** start SUPPLIED ENTRIES **

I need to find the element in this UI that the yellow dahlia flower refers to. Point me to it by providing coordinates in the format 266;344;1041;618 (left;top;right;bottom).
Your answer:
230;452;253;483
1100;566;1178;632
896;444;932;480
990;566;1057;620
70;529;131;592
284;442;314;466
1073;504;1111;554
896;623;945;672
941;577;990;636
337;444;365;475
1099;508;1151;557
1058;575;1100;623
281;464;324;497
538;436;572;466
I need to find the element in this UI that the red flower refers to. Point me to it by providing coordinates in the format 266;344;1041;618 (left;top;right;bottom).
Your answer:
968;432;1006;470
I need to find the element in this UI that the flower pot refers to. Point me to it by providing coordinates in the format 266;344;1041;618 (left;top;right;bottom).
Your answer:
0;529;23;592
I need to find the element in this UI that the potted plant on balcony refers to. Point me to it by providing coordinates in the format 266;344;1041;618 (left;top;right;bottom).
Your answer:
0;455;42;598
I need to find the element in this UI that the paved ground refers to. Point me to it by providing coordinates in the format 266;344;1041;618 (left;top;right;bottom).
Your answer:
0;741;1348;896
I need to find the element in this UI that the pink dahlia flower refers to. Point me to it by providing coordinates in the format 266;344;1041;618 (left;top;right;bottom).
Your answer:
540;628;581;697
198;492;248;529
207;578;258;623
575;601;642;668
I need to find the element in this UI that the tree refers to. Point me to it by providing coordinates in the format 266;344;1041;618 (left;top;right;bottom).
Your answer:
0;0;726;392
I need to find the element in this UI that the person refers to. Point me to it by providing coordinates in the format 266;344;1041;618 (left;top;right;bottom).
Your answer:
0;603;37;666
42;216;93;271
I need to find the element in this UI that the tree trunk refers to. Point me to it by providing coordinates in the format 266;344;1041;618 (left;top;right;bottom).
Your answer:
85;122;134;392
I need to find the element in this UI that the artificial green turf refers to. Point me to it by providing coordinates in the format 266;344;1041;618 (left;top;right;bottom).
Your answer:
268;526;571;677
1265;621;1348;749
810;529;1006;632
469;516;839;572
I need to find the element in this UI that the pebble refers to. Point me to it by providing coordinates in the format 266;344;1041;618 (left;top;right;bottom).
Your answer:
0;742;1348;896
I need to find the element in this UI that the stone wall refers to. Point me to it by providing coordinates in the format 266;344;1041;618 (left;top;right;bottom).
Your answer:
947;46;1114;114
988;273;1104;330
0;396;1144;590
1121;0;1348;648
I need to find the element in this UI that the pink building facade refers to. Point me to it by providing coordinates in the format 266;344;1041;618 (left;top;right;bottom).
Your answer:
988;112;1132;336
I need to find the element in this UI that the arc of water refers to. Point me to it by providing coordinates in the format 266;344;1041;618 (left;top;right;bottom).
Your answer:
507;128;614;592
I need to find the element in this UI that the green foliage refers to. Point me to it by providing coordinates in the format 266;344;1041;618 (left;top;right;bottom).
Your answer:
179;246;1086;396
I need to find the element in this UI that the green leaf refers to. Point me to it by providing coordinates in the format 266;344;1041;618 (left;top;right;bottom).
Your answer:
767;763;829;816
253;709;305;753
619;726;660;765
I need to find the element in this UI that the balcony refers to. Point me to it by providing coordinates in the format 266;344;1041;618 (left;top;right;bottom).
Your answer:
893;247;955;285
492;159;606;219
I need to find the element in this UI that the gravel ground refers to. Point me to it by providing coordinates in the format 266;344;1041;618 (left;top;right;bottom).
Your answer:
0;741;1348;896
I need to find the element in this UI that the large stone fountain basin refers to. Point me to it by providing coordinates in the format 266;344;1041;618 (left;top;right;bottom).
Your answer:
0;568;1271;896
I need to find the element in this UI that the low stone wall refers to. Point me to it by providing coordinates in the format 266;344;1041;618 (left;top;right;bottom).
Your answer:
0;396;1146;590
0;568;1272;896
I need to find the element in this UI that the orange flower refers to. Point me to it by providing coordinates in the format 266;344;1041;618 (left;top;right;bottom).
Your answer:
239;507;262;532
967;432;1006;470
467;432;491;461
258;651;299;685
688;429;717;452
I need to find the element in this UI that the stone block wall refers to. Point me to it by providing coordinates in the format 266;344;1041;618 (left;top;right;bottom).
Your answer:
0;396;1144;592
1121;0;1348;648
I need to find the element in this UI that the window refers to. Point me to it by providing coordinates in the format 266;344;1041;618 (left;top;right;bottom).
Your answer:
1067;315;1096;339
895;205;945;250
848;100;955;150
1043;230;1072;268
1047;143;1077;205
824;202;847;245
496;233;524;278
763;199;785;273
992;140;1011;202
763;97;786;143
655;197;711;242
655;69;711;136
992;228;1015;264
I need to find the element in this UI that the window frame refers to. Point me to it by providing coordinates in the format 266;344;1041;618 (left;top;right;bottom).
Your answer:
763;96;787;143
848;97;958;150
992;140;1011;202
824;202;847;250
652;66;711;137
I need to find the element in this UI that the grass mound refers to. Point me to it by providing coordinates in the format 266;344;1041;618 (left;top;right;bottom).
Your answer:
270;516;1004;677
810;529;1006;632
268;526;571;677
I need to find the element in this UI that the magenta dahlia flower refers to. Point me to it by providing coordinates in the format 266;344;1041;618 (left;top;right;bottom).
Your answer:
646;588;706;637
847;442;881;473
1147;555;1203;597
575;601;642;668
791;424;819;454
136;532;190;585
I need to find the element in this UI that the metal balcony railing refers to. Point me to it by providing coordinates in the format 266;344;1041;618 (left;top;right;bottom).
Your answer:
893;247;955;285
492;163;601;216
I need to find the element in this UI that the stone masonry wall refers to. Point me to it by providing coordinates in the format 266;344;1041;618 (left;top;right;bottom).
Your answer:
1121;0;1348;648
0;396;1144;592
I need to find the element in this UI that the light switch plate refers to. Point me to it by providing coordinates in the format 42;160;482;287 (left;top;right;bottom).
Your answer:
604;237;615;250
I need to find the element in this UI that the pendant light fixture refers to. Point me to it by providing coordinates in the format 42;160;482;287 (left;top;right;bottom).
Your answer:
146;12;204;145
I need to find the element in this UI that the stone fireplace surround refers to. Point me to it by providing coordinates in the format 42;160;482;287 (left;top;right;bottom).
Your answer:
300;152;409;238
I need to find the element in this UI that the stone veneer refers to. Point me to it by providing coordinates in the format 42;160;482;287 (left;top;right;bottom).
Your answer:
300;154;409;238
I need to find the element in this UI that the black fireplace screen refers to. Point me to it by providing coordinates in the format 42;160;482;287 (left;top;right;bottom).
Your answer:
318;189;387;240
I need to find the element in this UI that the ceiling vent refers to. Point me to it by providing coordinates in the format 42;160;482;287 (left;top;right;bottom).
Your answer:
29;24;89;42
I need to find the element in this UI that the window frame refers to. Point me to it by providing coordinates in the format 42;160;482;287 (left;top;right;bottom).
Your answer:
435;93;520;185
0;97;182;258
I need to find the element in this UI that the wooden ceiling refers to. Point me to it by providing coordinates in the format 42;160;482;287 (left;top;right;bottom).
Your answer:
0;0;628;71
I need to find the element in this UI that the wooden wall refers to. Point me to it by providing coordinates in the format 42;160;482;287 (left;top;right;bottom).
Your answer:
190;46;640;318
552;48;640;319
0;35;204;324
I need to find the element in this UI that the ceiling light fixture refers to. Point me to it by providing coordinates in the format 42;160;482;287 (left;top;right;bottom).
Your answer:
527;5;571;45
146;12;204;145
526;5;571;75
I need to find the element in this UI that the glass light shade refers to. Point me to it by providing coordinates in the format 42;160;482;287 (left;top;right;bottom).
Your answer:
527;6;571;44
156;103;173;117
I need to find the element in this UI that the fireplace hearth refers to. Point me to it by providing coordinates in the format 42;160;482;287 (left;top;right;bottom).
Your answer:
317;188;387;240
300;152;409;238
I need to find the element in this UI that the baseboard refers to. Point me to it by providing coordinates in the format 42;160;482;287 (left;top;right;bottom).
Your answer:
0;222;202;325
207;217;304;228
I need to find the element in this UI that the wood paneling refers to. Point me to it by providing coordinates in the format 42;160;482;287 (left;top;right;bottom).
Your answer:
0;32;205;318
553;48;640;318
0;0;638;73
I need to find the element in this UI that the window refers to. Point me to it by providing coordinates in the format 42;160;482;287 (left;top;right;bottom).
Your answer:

** end SUPPLIED ENTRIES **

• **DIRECTIONS**:
Please give again the lines of the records above, starting at the first line and ending with the line that contains "0;455;42;598". Copy them exactly.

• **EXPECTED OUTPUT**:
I need to find the element in this UI that the yellow dahlia flower refers to. Point me to it by providing coordinates in the format 266;344;1041;618 (left;top;right;bottom).
Your answer:
230;452;253;483
1100;566;1178;632
896;444;932;480
990;566;1057;620
70;529;131;592
284;442;314;466
1073;504;1111;554
896;623;945;672
941;577;990;636
337;444;365;475
1099;508;1151;557
1058;575;1100;623
281;464;324;497
538;436;572;466
I need to find the element in this UI that the red flower refers to. Point me to it by providing coordinates in the format 266;344;1041;618 (left;top;right;bottom).
Your answer:
968;432;1006;470
I need to find the element in this UI that the flower pot refers to. Point me to it by providing coordinates in the format 266;344;1041;618 (left;top;right;bottom).
Your answer:
0;529;23;592
I need to find the element in this UI that the potted plant on balcony refers to. Point me to it by providing coordinates in the format 266;344;1041;618 (left;top;right;bottom).
Your answer:
0;455;42;598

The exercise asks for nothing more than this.